Dataset entries:
--------------------------------
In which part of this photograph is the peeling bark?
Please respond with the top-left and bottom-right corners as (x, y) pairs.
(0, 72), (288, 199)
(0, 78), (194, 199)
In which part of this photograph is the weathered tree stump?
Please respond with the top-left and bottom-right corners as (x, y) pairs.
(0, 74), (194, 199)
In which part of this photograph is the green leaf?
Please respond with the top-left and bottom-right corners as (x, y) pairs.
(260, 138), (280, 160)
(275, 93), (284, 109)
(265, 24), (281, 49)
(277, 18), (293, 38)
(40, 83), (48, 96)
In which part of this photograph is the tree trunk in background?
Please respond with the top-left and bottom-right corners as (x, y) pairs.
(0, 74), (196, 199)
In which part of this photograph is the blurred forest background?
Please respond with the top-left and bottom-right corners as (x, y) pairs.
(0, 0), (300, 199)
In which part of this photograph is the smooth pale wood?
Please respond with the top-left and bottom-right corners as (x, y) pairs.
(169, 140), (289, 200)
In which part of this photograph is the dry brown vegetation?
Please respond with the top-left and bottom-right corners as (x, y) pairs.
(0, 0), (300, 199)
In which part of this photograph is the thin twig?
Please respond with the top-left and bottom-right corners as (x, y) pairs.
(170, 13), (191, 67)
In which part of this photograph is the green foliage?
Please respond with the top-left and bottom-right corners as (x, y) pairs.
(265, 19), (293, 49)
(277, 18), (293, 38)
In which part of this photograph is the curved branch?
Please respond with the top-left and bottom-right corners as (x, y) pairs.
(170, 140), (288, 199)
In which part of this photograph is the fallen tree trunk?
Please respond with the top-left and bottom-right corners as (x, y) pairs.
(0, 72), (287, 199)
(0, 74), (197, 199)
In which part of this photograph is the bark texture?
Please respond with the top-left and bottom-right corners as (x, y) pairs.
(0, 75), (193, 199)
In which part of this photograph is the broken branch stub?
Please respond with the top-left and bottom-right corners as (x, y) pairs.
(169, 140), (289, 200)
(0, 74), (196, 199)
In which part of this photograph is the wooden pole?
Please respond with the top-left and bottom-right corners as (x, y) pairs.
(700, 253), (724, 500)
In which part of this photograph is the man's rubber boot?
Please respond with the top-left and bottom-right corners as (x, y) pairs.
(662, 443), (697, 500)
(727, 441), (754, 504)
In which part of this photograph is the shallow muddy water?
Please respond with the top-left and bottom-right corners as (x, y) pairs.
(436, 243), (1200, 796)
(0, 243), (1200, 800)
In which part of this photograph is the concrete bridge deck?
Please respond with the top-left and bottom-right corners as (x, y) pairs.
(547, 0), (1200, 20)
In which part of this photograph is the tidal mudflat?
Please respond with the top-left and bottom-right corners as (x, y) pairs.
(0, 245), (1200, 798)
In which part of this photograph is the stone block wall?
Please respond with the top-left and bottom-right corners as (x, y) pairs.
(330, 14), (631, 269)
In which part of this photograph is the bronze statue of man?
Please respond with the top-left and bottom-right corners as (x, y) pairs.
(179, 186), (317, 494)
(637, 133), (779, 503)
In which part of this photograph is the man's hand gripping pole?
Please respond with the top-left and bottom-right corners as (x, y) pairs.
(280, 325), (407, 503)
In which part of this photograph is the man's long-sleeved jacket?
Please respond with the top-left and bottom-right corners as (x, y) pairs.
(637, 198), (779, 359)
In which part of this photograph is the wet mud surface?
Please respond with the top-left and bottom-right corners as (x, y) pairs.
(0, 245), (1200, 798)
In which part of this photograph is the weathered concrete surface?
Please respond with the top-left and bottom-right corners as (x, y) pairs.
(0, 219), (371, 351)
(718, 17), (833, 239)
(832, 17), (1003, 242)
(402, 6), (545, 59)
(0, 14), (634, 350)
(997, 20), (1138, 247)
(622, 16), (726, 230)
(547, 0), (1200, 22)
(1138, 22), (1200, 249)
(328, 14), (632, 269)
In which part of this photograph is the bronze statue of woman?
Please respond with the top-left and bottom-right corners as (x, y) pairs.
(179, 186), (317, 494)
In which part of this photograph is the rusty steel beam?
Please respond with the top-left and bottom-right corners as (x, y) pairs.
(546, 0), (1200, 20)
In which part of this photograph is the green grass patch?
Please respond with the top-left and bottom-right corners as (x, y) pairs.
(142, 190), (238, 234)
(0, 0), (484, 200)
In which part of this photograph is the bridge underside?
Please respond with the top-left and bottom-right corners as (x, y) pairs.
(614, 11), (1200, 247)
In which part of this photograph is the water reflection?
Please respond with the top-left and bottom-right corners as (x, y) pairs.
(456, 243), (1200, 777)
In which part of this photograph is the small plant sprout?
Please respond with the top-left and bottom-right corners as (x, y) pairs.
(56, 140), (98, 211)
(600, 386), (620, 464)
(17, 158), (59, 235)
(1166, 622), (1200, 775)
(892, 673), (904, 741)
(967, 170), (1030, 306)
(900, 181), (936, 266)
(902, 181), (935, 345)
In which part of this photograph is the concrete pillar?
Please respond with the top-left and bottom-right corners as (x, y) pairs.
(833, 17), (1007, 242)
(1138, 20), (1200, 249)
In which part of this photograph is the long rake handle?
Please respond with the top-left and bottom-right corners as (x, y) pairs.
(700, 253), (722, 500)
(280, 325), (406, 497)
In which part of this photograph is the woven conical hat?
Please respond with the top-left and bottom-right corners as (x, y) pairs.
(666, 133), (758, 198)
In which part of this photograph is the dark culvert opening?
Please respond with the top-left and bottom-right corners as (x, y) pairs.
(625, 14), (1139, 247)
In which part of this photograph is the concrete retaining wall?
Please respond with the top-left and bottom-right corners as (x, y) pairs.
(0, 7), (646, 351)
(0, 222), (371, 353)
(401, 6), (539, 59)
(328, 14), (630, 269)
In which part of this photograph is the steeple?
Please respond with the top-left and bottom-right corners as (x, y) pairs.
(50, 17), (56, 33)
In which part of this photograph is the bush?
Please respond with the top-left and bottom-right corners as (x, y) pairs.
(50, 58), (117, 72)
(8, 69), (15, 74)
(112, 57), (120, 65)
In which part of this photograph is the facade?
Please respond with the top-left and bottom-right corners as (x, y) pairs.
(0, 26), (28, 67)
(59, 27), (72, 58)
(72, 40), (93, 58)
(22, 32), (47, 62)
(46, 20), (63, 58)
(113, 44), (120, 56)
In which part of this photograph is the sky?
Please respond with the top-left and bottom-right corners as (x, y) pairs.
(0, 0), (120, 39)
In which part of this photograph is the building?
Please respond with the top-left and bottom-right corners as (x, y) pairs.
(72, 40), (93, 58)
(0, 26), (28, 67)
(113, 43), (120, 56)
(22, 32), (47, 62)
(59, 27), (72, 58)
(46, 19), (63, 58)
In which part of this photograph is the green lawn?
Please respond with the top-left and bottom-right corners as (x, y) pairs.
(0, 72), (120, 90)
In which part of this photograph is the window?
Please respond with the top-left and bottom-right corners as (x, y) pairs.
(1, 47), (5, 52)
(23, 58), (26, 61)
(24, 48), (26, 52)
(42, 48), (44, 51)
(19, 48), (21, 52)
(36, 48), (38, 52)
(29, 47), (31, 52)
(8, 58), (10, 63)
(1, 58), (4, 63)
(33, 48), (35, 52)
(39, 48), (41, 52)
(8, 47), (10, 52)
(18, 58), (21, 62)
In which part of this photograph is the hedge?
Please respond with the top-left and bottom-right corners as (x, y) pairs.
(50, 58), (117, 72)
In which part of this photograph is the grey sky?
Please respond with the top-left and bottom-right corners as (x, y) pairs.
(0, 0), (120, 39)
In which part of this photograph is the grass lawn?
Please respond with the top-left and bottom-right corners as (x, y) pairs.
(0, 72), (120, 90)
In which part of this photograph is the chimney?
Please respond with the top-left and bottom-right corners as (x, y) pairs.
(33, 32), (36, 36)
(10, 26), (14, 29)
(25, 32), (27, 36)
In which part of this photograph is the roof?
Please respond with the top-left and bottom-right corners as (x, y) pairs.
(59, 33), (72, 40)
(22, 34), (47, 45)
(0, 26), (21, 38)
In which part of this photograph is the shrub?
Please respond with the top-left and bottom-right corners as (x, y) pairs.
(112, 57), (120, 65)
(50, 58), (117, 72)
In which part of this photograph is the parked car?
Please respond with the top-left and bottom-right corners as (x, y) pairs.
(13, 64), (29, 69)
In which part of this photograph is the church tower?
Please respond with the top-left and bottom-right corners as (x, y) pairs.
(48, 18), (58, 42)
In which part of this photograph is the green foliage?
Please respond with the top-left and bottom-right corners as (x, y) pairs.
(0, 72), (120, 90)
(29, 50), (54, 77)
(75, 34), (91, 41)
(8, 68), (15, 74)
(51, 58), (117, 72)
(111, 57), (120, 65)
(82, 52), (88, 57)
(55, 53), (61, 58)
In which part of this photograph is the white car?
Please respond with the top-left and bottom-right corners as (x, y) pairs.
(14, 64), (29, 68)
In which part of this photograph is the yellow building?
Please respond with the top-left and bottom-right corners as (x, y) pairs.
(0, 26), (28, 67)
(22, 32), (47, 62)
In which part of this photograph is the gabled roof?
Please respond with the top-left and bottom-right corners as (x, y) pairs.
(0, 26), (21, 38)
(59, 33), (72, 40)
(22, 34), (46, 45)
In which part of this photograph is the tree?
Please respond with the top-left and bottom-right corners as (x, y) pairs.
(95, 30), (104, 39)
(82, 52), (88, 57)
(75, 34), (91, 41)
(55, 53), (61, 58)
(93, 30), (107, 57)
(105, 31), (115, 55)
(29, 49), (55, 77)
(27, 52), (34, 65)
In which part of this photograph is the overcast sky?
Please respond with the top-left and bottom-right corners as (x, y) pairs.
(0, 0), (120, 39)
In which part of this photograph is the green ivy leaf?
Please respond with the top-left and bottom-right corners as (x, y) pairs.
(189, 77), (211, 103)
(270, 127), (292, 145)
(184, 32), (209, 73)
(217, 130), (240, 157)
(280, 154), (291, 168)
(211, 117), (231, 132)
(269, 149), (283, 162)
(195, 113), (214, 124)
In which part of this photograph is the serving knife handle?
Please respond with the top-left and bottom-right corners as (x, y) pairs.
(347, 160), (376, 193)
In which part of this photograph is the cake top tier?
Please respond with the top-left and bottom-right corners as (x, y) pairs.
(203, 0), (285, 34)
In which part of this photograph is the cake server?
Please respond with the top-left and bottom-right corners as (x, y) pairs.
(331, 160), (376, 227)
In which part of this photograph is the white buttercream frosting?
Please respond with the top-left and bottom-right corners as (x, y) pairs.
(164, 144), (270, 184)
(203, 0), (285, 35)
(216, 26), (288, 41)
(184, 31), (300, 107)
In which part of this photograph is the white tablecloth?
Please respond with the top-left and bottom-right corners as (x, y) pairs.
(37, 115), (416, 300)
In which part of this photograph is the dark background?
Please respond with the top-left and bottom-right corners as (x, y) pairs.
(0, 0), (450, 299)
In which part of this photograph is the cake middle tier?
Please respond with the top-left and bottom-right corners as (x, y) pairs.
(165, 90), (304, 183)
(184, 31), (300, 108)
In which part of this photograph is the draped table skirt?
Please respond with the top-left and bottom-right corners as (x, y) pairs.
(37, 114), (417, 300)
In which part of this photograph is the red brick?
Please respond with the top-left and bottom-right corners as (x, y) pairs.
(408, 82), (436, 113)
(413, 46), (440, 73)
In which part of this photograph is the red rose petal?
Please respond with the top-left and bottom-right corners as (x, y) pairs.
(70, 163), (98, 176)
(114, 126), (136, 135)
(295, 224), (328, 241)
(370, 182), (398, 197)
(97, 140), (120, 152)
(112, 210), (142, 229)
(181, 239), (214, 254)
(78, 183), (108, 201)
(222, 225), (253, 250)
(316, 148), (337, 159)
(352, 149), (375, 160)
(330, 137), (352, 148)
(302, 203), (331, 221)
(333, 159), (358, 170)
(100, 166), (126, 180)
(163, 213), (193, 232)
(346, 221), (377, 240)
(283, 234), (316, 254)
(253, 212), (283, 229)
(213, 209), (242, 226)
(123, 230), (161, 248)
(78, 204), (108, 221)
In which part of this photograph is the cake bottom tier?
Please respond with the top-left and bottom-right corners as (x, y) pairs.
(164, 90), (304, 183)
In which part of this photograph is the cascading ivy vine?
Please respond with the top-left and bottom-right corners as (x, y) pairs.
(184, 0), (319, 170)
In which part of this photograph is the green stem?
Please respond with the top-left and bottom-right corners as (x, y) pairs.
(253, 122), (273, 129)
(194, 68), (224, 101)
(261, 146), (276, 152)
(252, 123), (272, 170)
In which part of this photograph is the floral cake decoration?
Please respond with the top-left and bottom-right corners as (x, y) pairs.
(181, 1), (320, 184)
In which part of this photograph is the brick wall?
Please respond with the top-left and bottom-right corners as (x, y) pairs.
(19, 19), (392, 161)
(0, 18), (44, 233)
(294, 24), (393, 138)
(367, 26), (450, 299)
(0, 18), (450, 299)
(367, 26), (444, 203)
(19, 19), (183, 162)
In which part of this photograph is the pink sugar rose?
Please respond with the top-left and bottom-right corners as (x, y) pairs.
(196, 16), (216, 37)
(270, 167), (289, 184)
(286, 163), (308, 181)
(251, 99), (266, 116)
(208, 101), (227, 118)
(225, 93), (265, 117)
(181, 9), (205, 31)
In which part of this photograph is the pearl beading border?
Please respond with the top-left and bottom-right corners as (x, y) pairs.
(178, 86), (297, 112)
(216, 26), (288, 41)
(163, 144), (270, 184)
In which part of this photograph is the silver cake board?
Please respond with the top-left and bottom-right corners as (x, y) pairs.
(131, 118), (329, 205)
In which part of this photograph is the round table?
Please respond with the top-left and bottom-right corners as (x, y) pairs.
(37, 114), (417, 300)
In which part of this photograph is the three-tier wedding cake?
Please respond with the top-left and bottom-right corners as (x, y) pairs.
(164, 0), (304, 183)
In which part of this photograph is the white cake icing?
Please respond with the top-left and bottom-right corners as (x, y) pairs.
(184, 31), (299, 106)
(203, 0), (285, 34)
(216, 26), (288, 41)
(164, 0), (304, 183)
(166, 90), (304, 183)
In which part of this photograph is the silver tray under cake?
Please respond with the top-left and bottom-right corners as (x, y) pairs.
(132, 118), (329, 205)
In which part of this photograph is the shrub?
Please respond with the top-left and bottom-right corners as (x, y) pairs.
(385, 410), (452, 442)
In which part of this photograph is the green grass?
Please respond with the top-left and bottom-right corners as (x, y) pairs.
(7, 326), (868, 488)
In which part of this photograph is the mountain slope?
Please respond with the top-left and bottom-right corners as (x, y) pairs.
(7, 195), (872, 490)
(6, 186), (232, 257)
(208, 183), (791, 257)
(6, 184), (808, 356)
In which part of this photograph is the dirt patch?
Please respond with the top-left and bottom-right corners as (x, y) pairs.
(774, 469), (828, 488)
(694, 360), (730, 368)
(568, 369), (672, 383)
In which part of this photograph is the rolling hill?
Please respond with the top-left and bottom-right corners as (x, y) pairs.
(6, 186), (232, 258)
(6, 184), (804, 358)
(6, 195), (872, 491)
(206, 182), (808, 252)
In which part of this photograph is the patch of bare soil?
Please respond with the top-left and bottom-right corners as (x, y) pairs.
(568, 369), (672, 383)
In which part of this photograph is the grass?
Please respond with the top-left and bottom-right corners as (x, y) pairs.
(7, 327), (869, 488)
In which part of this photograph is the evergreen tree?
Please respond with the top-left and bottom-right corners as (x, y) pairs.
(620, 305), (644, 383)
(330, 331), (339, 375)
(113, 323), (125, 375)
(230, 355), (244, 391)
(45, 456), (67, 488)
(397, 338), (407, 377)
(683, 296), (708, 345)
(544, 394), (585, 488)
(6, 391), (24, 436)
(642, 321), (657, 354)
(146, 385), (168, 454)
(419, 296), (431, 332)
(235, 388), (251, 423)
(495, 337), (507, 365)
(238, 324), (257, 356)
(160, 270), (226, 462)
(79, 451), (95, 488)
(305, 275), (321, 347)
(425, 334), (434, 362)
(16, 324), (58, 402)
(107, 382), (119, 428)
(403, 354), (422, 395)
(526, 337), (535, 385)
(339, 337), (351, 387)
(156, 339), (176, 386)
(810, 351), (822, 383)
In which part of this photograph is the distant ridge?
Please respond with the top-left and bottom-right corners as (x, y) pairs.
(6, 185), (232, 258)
--------------------------------
- TASK
Copy out the lines from the line containing "In which part of this photograph is the distant" to the end of the listing above, without alteration.

- ANSWER TO THE PROBLEM
In which part of this photograph is the distant ridge?
Please respond with the top-left and bottom-right corners as (x, y) pairs.
(6, 185), (232, 258)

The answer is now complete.